● **WHAT THE TASK REQUIRES**
Rewrite the lines of the listing between the one holding "Batch processing job — object class: young" and the one holding "274 583 296 636", inclusive, replacing "snug" with "tight" and leaving everything else unchanged.

● **DATASET EXCERPTS**
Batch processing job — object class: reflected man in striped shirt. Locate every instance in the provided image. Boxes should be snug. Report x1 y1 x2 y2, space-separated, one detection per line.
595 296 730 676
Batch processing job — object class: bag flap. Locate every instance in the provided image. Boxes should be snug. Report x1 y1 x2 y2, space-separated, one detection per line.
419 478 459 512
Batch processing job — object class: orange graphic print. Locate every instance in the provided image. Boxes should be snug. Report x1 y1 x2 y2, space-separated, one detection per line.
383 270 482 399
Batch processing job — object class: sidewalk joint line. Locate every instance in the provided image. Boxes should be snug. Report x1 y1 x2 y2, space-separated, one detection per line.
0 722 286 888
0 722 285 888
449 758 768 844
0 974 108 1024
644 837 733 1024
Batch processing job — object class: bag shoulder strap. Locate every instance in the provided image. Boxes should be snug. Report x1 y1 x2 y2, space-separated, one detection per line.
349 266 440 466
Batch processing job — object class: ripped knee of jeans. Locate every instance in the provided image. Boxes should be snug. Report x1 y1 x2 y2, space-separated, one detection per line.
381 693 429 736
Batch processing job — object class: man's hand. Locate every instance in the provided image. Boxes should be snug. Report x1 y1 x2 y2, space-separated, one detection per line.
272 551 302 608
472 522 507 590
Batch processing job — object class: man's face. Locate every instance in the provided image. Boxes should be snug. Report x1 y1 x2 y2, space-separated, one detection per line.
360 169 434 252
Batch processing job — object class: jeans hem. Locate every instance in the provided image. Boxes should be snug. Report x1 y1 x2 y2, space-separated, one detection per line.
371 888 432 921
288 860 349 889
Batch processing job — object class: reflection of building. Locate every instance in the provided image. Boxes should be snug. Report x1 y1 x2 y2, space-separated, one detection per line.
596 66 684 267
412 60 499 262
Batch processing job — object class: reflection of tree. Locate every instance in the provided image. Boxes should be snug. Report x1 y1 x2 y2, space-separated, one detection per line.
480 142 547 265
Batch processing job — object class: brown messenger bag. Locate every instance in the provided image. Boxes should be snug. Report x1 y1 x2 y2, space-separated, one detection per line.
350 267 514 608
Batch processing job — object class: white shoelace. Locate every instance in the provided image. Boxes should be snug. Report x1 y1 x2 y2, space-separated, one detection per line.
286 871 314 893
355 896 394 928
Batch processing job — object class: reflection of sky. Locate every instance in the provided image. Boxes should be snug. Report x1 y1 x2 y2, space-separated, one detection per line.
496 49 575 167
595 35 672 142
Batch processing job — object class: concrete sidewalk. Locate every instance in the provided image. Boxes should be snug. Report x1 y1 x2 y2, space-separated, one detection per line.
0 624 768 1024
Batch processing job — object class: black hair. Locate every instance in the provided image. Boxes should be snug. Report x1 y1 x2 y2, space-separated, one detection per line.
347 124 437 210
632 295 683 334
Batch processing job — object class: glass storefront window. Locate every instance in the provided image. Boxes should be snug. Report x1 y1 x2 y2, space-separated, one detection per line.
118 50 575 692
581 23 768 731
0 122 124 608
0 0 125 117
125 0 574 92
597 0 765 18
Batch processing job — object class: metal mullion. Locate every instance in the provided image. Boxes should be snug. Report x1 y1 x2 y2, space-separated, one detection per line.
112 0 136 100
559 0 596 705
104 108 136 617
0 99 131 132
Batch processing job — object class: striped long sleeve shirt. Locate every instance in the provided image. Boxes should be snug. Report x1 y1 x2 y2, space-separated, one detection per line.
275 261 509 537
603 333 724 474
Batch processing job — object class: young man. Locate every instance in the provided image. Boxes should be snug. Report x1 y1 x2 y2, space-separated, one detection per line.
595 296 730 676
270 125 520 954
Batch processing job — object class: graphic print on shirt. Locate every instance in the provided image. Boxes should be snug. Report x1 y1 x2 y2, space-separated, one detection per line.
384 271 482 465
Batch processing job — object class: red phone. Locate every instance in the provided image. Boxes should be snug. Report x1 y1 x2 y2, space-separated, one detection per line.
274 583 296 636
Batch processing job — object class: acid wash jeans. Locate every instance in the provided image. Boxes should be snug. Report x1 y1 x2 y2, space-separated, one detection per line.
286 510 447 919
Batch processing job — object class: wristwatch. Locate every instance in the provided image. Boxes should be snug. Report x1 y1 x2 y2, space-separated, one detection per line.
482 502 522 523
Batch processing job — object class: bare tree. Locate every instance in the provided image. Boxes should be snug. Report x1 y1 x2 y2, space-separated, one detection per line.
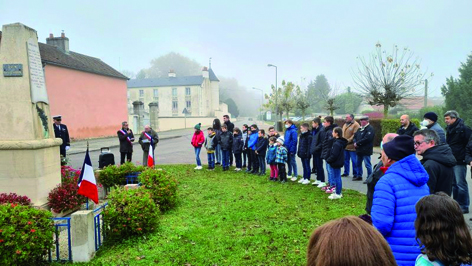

● **THE SOLUTION**
Batch processing job — object class: young man. Locate every instance in the provided image. Boxes should be tight. Report x1 y1 x2 y2, space-separated, one detection per line.
595 296 730 676
270 125 520 954
Batch processing job — object class: graphic print on shirt. Locate every instance in the provided image. Boxes should be tight. Report x1 y1 x2 y2, space-separated, one detection per line.
384 271 482 465
Batch processing job — object class: red phone. Locate every instance in the provided image. Boxes should be tight. Report x1 y1 x2 y2, space-separated, one detection per line.
274 583 296 636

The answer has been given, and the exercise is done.